WHAT THE EXERCISE ASKS
Answer these questions using the forum thread on hybrid securities below.
(a) According to Calliope, what yield do HBSHA have at their present price?
(b) What would ricee007 personally rather hold?
(c) What degree is GCrenegade halfway through?

EXTRACT TO READ
########################################

I am kicking myself for not jumping into CHBGA at $350 or so.


----------



## Calliope (4 August 2010)

ricee007 said:


> HBSHA sounds interesting, pity I missed out when they floated!




When I said that HBSHA were too dear I was speaking relative to my other holdings. At their present price they have a yield of 9.35%. They are held for their reliable income and are very thinly traded. Heritage Building Society is a very reliable company.


----------



## ricee007 (4 August 2010)

9.35% with Heritage...

Or circa 9% with Bendigo Bank/MacBank...

8.69/8.78

Heritage at $100, 10% + Capital Gains potential would have looked very interesting.....

For some people, the extra risk of Heritage would still be worth it... yes, I agree.

However, I'd rather a higher yielding MXUPA/GNSPA - personally.


----------



## GCrenegade (4 August 2010)

I am really interested in the Hybrid Securities / Fixed Interest instruments, but I am still very much a beginner. Currently half way through a finance and economics degree and I am seriously considering this area as a career path. I hope people continue to add to this thread as I have found it very helpful. Thanks to everyone


----------



## brianwh (30 August 2010)

########################################

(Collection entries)

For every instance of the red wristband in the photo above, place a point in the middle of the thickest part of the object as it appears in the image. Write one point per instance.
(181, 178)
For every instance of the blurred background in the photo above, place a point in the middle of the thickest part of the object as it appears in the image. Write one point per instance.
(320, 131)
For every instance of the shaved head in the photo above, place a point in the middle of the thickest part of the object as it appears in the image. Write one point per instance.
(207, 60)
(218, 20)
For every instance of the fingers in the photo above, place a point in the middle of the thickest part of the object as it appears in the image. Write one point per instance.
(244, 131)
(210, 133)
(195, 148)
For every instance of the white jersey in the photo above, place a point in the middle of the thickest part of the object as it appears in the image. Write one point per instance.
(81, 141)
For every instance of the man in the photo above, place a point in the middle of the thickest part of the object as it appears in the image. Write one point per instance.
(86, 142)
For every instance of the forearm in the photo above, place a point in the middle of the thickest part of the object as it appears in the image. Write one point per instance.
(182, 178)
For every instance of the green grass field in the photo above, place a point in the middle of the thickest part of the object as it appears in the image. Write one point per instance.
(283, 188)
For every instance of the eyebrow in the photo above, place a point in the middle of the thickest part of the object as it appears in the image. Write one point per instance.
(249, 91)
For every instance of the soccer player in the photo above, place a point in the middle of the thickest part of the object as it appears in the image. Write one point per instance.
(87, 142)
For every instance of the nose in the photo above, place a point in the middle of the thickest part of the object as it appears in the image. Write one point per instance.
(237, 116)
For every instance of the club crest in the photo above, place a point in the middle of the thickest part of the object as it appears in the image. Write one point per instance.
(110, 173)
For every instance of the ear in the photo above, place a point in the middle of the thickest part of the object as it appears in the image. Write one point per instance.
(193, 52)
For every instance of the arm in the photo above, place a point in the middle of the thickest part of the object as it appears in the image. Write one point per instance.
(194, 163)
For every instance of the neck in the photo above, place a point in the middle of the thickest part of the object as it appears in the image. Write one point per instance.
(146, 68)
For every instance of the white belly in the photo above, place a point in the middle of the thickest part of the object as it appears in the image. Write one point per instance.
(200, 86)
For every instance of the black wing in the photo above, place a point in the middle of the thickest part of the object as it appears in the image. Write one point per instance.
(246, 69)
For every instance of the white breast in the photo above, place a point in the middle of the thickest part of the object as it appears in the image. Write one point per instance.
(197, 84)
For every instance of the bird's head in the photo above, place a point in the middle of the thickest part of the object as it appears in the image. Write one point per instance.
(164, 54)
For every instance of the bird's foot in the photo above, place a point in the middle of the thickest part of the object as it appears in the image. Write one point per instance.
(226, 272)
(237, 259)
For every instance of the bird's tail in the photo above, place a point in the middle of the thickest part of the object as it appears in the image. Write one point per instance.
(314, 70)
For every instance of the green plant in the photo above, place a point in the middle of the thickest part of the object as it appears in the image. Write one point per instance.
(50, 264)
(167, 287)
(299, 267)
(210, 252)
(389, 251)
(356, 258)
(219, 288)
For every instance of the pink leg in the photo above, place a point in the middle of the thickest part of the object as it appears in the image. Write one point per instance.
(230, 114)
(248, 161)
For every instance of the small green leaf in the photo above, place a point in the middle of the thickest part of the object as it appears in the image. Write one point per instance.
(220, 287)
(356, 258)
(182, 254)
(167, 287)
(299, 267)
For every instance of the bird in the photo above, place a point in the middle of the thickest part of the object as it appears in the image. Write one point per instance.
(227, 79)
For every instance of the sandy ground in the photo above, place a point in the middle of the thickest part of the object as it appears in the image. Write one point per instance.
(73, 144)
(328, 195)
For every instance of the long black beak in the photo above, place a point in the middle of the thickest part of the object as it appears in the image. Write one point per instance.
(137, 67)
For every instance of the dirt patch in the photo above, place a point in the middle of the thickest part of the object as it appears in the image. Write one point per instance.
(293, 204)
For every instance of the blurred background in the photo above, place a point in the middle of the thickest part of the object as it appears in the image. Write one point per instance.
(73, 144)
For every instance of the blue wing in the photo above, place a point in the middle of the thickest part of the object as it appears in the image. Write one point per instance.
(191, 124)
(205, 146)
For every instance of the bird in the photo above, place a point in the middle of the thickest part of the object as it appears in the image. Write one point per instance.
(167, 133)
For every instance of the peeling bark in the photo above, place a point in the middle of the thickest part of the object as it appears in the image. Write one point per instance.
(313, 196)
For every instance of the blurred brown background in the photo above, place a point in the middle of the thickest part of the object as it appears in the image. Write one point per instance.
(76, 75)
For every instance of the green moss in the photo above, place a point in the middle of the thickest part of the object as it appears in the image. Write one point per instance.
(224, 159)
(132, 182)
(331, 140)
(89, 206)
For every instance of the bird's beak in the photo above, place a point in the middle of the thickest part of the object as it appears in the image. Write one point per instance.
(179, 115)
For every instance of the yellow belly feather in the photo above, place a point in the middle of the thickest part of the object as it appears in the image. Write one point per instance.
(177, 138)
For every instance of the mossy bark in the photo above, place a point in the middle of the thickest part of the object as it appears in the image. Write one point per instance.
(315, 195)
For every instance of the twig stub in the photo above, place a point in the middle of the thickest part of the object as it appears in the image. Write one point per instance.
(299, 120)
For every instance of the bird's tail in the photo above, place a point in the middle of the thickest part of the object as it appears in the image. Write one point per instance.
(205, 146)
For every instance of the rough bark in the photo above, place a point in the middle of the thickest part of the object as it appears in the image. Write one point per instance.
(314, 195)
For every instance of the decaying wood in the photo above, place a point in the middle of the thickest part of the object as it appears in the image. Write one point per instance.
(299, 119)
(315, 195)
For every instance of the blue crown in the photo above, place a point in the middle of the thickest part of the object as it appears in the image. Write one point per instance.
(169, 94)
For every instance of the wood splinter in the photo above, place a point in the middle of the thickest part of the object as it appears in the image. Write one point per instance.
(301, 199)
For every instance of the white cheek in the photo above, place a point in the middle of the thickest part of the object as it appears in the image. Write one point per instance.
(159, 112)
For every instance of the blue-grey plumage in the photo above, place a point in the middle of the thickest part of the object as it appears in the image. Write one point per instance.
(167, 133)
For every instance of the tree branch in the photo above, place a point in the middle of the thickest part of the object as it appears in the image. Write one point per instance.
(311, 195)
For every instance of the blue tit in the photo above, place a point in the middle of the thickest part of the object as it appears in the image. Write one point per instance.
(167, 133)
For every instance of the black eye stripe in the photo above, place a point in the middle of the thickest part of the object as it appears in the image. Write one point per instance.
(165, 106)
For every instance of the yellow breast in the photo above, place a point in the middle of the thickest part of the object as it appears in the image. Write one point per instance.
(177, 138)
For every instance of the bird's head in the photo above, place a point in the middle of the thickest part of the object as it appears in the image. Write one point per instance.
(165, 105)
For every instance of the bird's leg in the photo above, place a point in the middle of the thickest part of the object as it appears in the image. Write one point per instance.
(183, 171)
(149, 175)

########################################

EXERCISE ANSWER
(a) 9.35%
(b) A higher yielding MXUPA/GNSPA
(c) A finance and economics degree